(Data extracted from a collection)
- - -

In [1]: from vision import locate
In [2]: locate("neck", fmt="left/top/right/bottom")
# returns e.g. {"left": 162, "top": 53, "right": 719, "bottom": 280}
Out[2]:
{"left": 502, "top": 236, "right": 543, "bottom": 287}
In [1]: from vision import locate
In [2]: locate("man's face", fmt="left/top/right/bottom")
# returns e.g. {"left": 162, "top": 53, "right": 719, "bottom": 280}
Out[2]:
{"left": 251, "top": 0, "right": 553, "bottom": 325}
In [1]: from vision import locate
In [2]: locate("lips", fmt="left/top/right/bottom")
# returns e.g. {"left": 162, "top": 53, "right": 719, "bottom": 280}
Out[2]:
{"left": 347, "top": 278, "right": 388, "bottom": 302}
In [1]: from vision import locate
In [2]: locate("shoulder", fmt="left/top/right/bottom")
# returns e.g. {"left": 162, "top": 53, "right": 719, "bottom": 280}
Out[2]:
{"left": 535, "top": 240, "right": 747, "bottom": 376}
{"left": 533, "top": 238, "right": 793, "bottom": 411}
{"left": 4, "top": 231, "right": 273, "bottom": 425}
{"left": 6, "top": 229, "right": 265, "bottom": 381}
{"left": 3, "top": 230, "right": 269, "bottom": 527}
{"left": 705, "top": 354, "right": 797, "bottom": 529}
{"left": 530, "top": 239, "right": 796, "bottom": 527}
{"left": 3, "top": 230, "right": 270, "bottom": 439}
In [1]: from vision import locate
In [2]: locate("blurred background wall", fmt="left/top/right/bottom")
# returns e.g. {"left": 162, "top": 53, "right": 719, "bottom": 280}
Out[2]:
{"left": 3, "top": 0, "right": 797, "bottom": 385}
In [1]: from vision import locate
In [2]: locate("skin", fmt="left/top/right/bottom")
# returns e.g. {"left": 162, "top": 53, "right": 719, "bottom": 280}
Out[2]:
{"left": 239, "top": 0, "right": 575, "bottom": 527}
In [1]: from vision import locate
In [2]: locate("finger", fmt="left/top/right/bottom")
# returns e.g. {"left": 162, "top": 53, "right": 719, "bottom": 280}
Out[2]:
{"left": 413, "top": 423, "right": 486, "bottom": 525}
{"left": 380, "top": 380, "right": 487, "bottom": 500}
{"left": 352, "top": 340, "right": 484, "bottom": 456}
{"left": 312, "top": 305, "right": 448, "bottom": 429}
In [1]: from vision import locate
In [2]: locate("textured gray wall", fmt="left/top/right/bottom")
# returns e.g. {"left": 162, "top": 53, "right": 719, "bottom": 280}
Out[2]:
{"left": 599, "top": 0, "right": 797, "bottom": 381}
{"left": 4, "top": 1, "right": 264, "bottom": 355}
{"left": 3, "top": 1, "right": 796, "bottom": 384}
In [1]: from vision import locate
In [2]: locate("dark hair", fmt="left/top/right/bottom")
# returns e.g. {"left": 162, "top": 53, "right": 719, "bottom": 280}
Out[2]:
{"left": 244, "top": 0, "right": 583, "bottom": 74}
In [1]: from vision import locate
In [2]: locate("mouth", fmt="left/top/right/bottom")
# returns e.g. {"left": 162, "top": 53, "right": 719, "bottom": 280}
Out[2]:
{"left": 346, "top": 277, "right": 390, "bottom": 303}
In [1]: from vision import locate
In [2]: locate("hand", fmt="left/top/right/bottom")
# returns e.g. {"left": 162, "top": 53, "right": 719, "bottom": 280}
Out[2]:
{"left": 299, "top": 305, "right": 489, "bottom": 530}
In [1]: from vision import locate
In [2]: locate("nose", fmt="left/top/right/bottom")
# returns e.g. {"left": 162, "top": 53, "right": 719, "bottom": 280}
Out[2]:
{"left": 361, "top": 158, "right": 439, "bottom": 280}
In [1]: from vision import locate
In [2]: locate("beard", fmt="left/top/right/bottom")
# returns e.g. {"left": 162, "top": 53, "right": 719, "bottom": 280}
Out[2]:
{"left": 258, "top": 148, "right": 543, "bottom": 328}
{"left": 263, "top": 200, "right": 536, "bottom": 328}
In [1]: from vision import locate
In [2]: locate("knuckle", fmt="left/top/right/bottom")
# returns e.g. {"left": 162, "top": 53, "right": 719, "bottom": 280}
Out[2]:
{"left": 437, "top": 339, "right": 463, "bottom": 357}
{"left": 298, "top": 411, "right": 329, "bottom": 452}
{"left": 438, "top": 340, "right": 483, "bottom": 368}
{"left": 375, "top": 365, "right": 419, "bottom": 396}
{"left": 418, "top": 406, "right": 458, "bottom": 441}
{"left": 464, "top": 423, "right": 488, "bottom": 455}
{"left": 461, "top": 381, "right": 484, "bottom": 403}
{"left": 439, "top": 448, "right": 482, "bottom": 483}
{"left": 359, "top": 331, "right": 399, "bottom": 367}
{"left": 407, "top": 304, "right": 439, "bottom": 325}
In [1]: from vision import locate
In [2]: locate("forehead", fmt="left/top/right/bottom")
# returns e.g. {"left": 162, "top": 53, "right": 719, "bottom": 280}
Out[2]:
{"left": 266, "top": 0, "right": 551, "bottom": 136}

- - -

[EXERCISE DIRECTIONS] Using the data above, establish how many lines include the word "wall"; the reply is that number only.

[OUTPUT FOR THIS TASK] 2